SELECTED EXTRACT:
For the functions on $[0, 1]$ we have that $L ^q \subset L^p$ for $1 \leq p < q \leq \infty$. Also consider $f_n = x^n$. This sequence converges to 0 in the $L^1$ norm but not $L^\infty$ norm. These statements seem in conflict to me: if $L^1([0,1]) \supset L^\infty ([0,1])$ shouldn't convergence in $L^1$ imply convergence $L^\infty$?
Asked
Active
Viewed 46 times
1 Answers
1
No.
The inclusion you wrote means that there are elements of $L^1([0,1])$ which are not contained in $L^{\infty}([0,1])$, but it doesn't tell us about the topology of the spaces. One such element is $f\colon x\mapsto x^{-1/2}$. Thus $L^{\infty}([0,1])$ is smaller than $L^1([0,1])$ based on this inclusion.
In terms of convergence, the topology on $L^{\infty}([0,1])$ is stronger (or finer) than the topology on $L^{1}([0,1])$. If the sequence $f_n$ converges in $L^{\infty}([0,1])$ then, for all $\epsilon>0$, there is $N$ such that $n>N$ implies
$$\sup_{x\in[0,1]}|f_n(x)-f(x)|<\epsilon.$$
This of course implies that $\int_0^1 |f_n(x)-f(x)|dx <\epsilon$ since $\int_0^1|g(x)|dx \leq \sup_{x\in[0,1]}|g(x)| \cdot (1-0)$. The converse, however, is not true.
Jürgen Sukumaran
- 7,859
More generally, for $1\leq p < q \leq \infty$, $L^q$ convergence implies $L^p$ convergence (when you are on a compact set). It's not specific to Fourier series, if you have any sequence of functions converging in a strong topology it will also converge in a weaker topology.
– Jürgen Sukumaran Jun 12 '21 at 21:46

RECORD LIST:
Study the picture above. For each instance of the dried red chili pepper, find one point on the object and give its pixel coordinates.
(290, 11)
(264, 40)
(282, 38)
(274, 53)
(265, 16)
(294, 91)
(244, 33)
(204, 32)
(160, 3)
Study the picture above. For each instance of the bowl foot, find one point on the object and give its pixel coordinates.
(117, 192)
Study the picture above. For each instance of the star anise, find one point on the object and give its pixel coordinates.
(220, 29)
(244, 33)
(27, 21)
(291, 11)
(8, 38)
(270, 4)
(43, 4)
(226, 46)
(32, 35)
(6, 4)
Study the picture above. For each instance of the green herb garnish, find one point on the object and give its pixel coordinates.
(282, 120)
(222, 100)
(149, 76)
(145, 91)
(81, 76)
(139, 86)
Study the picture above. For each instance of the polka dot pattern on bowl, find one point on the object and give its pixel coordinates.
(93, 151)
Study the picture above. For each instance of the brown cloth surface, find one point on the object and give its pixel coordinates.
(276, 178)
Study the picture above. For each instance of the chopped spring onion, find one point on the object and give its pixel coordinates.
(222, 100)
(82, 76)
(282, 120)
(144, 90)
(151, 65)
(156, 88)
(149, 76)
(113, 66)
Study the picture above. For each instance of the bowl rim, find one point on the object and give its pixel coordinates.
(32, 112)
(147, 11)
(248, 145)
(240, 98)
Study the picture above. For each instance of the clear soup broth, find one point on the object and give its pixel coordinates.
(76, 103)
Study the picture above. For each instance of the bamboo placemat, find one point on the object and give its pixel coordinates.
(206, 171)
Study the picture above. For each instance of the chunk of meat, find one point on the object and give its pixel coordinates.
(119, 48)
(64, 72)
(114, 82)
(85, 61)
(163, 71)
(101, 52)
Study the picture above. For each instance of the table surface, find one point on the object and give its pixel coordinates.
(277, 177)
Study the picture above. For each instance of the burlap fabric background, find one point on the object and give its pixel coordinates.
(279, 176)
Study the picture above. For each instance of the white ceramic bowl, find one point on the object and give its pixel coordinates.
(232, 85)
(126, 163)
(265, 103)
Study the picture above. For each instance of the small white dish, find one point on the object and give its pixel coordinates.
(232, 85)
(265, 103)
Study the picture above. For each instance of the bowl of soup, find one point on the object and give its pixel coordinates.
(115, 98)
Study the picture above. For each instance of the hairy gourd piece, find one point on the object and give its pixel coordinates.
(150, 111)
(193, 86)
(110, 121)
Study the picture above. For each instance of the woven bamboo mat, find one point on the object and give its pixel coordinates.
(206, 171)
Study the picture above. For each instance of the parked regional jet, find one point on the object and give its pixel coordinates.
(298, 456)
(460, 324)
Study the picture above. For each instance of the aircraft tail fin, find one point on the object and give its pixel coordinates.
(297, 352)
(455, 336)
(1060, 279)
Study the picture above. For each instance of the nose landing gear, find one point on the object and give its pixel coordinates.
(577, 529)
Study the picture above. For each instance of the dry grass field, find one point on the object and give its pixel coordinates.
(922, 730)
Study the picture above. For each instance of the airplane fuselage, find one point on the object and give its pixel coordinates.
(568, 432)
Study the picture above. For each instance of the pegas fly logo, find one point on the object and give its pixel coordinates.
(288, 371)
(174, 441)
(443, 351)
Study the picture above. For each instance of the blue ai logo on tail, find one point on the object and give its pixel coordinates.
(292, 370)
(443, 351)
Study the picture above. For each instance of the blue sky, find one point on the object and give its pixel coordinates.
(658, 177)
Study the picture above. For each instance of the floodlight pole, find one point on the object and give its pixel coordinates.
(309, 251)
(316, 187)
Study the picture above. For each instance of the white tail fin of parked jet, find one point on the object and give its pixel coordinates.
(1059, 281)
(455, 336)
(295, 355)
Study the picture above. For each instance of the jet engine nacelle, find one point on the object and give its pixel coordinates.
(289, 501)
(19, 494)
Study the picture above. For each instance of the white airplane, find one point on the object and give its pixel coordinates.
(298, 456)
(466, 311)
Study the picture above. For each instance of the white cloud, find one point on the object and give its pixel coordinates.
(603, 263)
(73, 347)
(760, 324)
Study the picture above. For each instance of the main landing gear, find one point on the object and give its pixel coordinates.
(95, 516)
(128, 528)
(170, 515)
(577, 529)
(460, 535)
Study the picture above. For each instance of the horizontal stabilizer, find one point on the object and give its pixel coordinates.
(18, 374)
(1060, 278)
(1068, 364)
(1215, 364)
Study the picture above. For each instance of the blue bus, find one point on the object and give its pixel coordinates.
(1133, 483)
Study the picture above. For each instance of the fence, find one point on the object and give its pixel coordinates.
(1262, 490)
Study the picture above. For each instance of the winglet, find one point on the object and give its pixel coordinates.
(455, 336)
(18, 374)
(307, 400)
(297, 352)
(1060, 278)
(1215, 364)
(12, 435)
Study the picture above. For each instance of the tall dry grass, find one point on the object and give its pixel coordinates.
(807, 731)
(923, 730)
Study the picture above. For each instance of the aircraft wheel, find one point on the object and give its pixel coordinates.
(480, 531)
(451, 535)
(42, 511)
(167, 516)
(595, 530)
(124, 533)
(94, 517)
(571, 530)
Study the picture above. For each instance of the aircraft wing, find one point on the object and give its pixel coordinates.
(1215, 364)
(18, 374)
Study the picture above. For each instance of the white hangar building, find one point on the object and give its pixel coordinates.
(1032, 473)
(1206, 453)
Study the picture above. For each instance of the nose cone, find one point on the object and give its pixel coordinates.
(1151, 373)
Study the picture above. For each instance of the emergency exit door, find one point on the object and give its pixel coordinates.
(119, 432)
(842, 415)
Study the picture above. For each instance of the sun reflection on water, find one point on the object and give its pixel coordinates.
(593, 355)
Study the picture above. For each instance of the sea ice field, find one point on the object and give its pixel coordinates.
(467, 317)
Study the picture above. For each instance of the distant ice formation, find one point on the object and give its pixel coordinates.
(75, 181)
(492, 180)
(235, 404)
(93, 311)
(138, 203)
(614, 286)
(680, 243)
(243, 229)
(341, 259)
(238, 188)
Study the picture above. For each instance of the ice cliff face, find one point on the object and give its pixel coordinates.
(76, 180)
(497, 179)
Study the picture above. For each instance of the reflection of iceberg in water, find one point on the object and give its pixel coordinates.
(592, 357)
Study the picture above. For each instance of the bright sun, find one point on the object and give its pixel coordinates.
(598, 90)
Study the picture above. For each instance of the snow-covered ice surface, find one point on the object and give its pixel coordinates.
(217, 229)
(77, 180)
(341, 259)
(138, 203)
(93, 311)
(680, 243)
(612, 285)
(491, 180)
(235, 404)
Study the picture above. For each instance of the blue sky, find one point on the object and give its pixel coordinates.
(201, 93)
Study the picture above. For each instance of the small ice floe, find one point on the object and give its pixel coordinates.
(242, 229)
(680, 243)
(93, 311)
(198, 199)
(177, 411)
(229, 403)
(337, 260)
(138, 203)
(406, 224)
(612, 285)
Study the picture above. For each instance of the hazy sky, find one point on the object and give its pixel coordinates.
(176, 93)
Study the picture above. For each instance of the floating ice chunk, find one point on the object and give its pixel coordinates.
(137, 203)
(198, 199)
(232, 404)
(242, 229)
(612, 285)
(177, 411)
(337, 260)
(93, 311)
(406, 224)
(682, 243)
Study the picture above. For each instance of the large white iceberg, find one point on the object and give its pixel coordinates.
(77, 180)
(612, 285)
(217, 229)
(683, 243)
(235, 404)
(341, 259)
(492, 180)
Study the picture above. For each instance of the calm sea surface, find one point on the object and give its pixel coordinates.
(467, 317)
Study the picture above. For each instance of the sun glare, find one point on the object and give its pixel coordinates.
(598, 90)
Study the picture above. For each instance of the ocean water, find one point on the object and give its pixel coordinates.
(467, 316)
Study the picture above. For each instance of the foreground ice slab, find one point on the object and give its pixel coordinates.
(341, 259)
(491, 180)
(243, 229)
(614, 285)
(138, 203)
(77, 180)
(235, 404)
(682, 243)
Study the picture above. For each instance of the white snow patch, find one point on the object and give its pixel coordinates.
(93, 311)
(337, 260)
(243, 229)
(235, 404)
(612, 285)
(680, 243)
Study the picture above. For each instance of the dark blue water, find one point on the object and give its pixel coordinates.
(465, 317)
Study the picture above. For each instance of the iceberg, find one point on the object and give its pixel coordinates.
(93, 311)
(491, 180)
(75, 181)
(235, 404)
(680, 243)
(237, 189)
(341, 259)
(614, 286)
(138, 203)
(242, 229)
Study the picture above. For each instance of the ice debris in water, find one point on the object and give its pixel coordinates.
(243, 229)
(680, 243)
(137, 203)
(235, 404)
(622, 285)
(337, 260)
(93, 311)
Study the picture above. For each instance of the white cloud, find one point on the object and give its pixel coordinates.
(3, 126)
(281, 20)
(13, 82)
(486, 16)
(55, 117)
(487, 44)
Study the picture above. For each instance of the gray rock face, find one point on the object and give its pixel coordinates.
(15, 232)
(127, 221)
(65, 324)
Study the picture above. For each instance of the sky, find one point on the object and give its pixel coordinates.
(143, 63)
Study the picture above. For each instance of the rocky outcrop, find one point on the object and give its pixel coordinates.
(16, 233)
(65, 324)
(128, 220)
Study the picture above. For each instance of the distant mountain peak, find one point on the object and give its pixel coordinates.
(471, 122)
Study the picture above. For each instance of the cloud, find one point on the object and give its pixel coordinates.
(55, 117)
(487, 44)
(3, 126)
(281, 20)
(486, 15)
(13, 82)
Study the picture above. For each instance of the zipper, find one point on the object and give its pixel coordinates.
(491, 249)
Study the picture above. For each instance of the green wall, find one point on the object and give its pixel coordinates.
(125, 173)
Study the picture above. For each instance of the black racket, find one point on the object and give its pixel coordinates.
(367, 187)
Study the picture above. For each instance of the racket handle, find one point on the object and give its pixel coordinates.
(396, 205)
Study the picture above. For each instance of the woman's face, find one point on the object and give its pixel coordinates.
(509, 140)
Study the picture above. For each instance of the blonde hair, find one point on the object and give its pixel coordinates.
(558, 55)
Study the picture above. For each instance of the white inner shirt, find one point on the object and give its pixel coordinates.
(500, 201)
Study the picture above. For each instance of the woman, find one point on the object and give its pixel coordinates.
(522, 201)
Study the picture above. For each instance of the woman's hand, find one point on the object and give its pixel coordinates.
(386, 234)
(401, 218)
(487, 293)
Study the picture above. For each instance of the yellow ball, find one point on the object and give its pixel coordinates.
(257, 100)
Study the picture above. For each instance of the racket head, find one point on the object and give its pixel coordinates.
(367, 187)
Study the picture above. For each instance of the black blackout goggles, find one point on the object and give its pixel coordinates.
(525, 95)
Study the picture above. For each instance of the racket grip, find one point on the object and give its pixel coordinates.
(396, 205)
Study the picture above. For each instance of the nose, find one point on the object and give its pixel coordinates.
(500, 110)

REQUIRED TASKS:
**1)** Reproduce a passage from the forum thread on convergence in L^p spaces, beginning at "For the functions" and stopping after "on this inclusion.".
**2)** In the forum thread on convergence in L^p spaces, which function is given as an element of $L^1([0,1])$ that is not contained in $L^{\infty}([0,1])$?

RESPONSES PER TASK:
**1)**
For the functions on $[0, 1]$ we have that $L ^q \subset L^p$ for $1 \leq p < q \leq \infty$. Also consider $f_n = x^n$. This sequence converges to 0 in the $L^1$ norm but not $L^\infty$ norm. These statements seem in conflict to me: if $L^1([0,1]) \supset L^\infty ([0,1])$ shouldn't convergence in $L^1$ imply convergence $L^\infty$?
Asked
Active
Viewed 46 times
1 Answers
1
No.
The inclusion you wrote means that there are elements of $L^1([0,1])$ which are not contained in $L^{\infty}([0,1])$, but it doesn't tell us about the topology of the spaces. One such element is $f\colon x\mapsto x^{-1/2}$. Thus $L^{\infty}([0,1])$ is smaller than $L^1([0,1])$ based on this inclusion.

**2)** The function $f\colon x\mapsto x^{-1/2}$.